Locate every line in the records below that contains the string "need", and copy each of those lines in full.

(Entries from a point annotation set)
........
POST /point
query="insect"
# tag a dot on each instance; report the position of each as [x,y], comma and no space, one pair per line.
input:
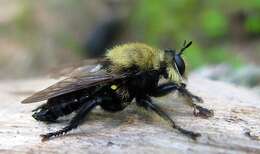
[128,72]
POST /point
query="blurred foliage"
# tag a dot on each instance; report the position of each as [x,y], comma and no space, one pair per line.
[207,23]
........
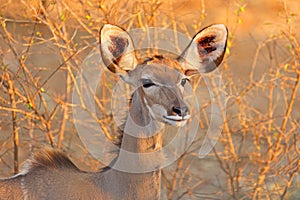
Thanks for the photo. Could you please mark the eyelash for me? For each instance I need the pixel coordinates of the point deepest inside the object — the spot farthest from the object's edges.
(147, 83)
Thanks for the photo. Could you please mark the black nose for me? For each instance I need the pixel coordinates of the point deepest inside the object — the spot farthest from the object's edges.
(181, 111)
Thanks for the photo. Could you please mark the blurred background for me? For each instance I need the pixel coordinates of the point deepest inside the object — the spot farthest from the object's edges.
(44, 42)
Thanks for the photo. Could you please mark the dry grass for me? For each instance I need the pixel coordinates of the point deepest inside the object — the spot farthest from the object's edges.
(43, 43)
........
> _Response to this task_:
Thanks for the photo. Could you please mark the eyelash for me? For each instance I need the pixel coordinates of the point deepest inside the object — the spot farthest from the object's edges.
Thanks for the photo. Could you please mark the black nose for me? For each instance I need the pixel coordinates of the point deepest inside the object — the spot farthest from the object's edges.
Thanks for the photo. Could you please mark the blurred background for me? For each instance I need the pixel coordinates of the point deepest inside the object — the spot farthest from the object's edges.
Thanks for the photo. Could you please mark the dry grass for me? For each instance I need the pixel coordinates of the point deepest inside the object — the spot farthest from the object's edges.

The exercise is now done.